= WORK REQUIRED =
Below this line is the material. Write out only its lines from the one containing "Note: pick out the tailgate" through the one containing "Note: pick out the green leafy", both kept, exactly.

§ §

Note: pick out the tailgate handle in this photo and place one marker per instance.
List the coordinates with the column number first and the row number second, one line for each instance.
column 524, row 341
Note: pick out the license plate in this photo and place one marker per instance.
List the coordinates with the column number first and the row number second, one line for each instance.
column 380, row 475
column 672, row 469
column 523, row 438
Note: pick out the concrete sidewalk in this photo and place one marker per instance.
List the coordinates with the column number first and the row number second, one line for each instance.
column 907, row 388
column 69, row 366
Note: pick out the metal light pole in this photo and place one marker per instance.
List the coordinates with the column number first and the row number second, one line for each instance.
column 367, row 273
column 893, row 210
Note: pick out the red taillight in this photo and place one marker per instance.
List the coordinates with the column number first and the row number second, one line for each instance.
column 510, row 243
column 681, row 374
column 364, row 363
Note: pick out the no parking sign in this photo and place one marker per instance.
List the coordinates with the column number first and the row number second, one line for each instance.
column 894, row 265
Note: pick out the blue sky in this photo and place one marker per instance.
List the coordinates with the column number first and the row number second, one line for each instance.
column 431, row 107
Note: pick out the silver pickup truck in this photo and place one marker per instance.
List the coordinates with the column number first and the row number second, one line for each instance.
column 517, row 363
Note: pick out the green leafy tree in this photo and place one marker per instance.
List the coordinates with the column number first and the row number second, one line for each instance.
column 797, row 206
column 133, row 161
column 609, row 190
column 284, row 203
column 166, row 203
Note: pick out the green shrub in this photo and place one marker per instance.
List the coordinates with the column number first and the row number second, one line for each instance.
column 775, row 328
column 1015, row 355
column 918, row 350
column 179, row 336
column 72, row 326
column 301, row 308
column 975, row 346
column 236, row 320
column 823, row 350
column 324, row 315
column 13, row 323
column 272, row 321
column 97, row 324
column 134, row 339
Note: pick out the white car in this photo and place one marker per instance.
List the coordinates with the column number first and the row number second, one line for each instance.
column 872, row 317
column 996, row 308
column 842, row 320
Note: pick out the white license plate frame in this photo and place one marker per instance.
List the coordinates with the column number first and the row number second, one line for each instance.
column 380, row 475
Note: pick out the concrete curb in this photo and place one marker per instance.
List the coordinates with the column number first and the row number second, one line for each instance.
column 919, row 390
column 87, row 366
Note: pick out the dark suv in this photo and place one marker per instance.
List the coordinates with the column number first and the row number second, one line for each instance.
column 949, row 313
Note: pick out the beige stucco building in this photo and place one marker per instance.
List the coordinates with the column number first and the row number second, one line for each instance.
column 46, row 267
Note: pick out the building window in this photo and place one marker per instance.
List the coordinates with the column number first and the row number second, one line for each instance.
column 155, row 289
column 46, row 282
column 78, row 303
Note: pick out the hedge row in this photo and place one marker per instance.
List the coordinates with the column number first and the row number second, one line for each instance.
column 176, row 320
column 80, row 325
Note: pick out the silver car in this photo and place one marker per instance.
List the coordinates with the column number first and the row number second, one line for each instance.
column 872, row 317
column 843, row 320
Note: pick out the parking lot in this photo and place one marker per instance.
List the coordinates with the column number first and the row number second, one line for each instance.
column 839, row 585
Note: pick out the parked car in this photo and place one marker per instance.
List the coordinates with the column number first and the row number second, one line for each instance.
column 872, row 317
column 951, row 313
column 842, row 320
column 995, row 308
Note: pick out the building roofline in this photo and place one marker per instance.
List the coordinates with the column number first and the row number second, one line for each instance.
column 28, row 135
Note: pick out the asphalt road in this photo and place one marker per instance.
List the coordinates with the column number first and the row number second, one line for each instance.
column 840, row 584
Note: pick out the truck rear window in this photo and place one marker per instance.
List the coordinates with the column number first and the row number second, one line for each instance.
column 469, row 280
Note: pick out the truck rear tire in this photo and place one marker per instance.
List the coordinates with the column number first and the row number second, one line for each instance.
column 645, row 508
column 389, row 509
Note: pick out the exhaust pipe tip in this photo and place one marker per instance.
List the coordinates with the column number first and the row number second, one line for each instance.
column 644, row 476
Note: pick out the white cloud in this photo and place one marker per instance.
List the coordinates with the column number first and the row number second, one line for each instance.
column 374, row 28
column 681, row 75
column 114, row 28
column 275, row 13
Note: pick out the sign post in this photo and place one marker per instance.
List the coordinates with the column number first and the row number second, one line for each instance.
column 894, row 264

§ §

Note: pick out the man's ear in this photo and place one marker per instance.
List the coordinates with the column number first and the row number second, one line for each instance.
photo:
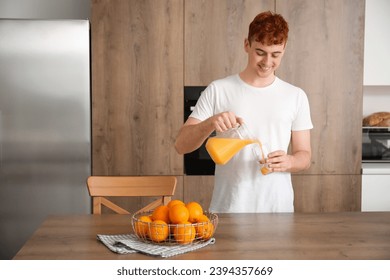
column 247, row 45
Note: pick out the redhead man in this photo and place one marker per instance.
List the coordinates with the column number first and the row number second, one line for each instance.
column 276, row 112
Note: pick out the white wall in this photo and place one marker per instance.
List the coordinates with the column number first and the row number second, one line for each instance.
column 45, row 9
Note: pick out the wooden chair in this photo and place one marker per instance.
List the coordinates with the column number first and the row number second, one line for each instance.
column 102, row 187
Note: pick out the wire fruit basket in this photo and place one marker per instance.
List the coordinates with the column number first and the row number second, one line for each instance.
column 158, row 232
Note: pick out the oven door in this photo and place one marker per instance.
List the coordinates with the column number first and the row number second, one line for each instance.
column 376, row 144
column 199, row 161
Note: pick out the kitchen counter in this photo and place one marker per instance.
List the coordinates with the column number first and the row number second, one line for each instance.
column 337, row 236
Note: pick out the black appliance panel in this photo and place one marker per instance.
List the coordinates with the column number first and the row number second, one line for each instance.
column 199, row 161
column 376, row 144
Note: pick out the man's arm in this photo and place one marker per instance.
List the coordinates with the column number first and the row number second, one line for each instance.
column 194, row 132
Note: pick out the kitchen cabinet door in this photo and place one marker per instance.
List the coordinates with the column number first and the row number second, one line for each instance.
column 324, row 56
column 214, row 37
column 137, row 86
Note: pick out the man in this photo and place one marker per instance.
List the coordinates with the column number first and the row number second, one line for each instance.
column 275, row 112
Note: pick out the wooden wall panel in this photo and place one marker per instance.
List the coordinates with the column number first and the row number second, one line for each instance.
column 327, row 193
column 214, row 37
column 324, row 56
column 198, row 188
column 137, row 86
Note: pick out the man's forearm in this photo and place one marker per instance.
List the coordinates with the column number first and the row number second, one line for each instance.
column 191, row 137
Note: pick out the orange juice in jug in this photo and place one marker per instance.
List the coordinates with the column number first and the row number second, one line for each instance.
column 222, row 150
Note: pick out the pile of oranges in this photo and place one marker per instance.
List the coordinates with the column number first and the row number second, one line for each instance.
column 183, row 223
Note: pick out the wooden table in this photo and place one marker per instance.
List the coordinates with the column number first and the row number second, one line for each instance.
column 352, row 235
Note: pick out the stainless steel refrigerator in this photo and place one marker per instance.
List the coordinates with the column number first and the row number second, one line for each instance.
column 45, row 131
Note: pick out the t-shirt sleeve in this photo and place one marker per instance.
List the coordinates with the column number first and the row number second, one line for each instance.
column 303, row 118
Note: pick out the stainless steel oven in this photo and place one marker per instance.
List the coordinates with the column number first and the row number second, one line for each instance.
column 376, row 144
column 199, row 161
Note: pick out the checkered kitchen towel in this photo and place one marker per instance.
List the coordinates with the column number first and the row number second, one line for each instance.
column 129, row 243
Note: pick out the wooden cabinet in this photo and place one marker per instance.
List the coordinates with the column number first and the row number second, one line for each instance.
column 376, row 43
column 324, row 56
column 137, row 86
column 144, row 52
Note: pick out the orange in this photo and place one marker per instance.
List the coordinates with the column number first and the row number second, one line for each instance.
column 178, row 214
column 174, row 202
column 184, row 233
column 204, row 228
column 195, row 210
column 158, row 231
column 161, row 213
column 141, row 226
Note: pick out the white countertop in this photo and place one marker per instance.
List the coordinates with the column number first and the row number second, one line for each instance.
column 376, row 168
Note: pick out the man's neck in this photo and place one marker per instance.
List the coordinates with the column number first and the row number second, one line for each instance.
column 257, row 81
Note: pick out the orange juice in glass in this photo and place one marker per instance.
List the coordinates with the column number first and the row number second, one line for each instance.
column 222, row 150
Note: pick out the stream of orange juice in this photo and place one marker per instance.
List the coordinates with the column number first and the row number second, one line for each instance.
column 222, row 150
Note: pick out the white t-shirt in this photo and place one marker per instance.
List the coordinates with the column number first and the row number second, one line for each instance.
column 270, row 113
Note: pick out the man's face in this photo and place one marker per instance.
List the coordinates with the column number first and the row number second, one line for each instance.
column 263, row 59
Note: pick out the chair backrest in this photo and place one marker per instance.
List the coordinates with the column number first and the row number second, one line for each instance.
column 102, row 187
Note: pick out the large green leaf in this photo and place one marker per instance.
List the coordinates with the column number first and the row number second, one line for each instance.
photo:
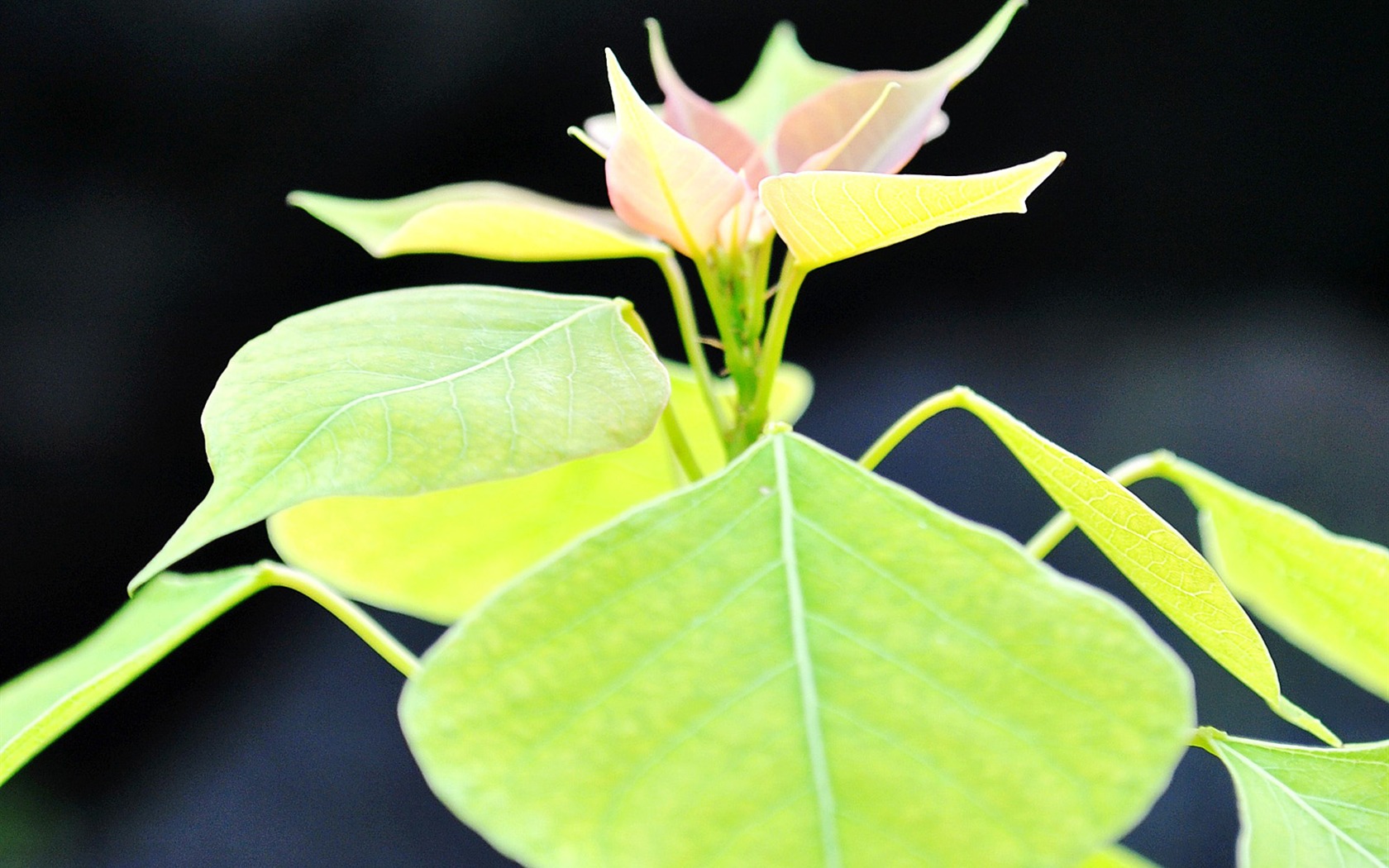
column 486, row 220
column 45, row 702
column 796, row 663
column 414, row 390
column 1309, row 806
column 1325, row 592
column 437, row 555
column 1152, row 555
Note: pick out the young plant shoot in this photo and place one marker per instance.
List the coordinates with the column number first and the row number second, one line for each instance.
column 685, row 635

§ §

= RESPONSE TO THE EXERCISE =
Note: pick out the tailgate handle in this photo and place one marker per instance.
List the coordinates with the column number first and the row number second, one line for each instance.
column 524, row 341
Note: pick out the license plate in this photo and place one marker per instance.
List the coordinates with the column number first and the row number second, one line for each instance.
column 380, row 475
column 672, row 469
column 523, row 438
Note: pick out the concrete sidewalk in this photo and place one marker per instance.
List the coordinates with the column number first and the row number second, one line for each instance.
column 907, row 388
column 69, row 366
Note: pick out the metal light pole in this photo and place one marker per instance.
List the coordinates with the column number first and the row number second, one line for each instance.
column 367, row 273
column 893, row 210
Note: pick out the red taillight in this photo and place one marker per instance.
List the coordinates with the column number first and the row number second, one line for each instance.
column 510, row 243
column 681, row 374
column 364, row 363
Note: pick out the no parking sign in this photo and place one marker per instance.
List the coordinates with the column number first and the row number second, one line for each instance.
column 894, row 265
Note: pick out the blue sky in this photo and place one marker per instance.
List the coordinates with the column number first and the row number second, one line for each instance.
column 431, row 107
Note: pick out the silver pickup truck in this photo and place one marker per instance.
List the coordinates with the column number first and the row number second, one line for each instance.
column 517, row 363
Note: pick out the green leafy tree in this photo and place one marker per instance.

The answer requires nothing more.